> Set exercise: Summarize the concrete bowl post in two sentences.

> Excerpt to read:
+ + +
I’ve been wanting to make this DIY concrete bowl with embedded amethyst for years! The little bag of amethyst that I earmarked for this project has literally sat on the garage workbench this entire time. What was I waiting for?! This concrete bowl turned out so cool! And now I want to make more, because it was so fun and easy. I’m hoping to drive out to the amethyst mine later this month with hubby. You sort of “pick” your own and it’s $4 per lb., so get ready for DIY concrete bowls with amethyst chunks in every room. Before I get too deep into my new obsession, I wanted to show you how to make a concrete bowl (with or without the bling).
Amethyst has always been a special stone for me because it’s mined locally and always reminds me of home. It’s so bizarrely plentiful here. My Mom was gardening and literally just found some chunks in the ground. Maybe at one point there was a retaining wall made of it (it used to be common around here), or a kid buried it? In any case, my city has an abundance of this beautiful, semi-precious stone.
- Concrete (approx. 15-20 pounds to make a bowl this size, I used 17)
+ + +
> Stored data:
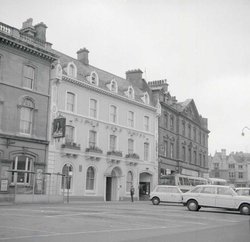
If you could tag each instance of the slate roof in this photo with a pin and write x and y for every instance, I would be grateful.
(104, 77)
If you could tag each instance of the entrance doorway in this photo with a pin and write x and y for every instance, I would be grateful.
(108, 188)
(113, 181)
(144, 186)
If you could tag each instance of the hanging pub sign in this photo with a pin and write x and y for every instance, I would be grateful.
(59, 127)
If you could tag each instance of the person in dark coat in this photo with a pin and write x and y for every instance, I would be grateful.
(132, 192)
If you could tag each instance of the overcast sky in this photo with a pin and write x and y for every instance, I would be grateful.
(202, 47)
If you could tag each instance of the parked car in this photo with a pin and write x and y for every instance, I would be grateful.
(243, 191)
(216, 196)
(164, 193)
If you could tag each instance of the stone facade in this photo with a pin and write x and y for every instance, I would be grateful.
(110, 135)
(233, 167)
(183, 135)
(25, 60)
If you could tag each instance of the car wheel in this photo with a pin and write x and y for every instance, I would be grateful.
(192, 205)
(155, 200)
(245, 209)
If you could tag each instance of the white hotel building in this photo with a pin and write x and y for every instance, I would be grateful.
(111, 131)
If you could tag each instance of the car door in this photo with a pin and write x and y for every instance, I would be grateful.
(176, 195)
(206, 196)
(225, 198)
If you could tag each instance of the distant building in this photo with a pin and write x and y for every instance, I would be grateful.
(233, 167)
(183, 135)
(25, 62)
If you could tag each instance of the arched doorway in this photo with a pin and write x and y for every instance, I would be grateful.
(145, 185)
(113, 176)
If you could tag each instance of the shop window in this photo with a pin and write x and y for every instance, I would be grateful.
(129, 181)
(90, 180)
(67, 177)
(22, 166)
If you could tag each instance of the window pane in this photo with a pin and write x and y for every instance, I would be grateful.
(26, 120)
(93, 108)
(92, 138)
(129, 181)
(90, 179)
(70, 101)
(69, 134)
(130, 146)
(28, 77)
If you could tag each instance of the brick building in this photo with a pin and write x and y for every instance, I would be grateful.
(183, 135)
(25, 60)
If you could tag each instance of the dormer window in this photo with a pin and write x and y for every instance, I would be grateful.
(113, 86)
(145, 98)
(130, 92)
(71, 70)
(94, 79)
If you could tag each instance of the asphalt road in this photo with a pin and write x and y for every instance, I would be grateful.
(120, 221)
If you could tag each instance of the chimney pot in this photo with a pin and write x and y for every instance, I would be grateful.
(83, 56)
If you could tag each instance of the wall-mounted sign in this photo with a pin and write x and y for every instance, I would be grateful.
(59, 127)
(4, 186)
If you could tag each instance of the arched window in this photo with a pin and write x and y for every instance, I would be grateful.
(67, 177)
(25, 164)
(94, 79)
(90, 180)
(26, 116)
(28, 77)
(146, 98)
(69, 134)
(71, 69)
(129, 181)
(131, 92)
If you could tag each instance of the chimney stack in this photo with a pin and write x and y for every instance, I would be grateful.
(28, 28)
(134, 75)
(83, 56)
(41, 31)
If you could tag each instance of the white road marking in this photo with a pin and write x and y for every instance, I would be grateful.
(85, 232)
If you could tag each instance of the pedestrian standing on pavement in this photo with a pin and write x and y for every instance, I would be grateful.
(132, 192)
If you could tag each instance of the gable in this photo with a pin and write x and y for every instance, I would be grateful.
(191, 111)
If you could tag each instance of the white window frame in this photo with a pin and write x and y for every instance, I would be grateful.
(74, 102)
(92, 110)
(115, 143)
(26, 78)
(131, 148)
(28, 167)
(146, 151)
(27, 104)
(90, 180)
(146, 123)
(71, 66)
(96, 81)
(131, 119)
(95, 139)
(113, 117)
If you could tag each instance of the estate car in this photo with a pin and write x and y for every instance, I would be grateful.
(164, 193)
(217, 197)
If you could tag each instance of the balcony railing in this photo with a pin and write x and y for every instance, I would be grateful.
(114, 153)
(133, 156)
(71, 145)
(94, 149)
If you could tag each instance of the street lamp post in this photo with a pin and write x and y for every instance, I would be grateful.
(242, 132)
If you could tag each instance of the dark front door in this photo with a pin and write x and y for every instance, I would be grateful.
(144, 190)
(108, 188)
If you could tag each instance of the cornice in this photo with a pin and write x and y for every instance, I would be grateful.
(108, 125)
(27, 47)
(22, 138)
(108, 93)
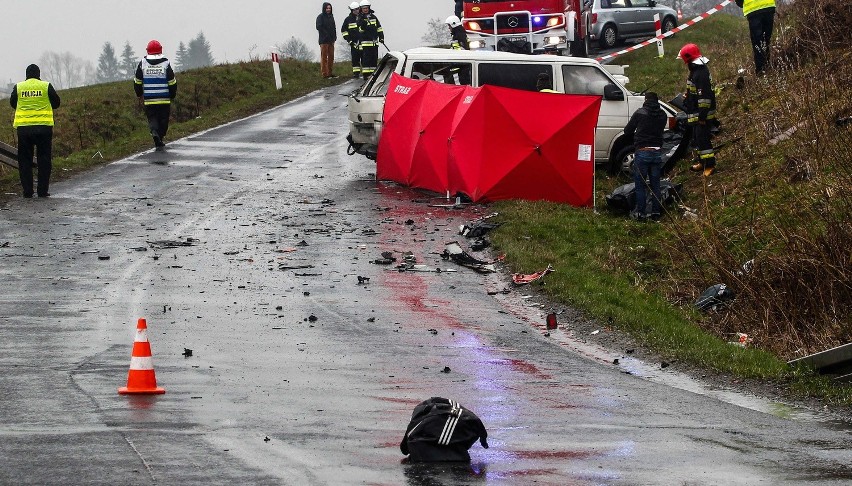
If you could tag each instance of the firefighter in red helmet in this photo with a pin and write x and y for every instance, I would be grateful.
(700, 106)
(156, 87)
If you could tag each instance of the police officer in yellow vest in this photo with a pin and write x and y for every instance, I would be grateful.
(34, 101)
(761, 18)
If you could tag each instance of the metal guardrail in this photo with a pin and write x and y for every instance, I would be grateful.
(836, 361)
(8, 155)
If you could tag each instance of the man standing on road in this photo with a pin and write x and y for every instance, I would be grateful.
(761, 18)
(327, 37)
(34, 101)
(646, 128)
(156, 86)
(349, 29)
(700, 105)
(371, 35)
(459, 35)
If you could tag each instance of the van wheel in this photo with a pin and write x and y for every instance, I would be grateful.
(609, 36)
(622, 164)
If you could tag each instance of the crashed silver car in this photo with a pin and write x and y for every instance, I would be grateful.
(611, 21)
(570, 75)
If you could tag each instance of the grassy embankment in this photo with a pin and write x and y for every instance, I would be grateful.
(106, 118)
(785, 205)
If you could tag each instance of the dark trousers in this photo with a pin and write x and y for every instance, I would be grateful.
+ + +
> Written reply: After years of meaning to, the writer made a DIY concrete bowl with embedded amethyst, found it fun and easy, and now wants to make more, possibly with stones from a nearby mine where you pick your own at $4 per pound. Amethyst is special to the writer because it is mined locally, reminds the writer of home, and is plentiful in the writer's city.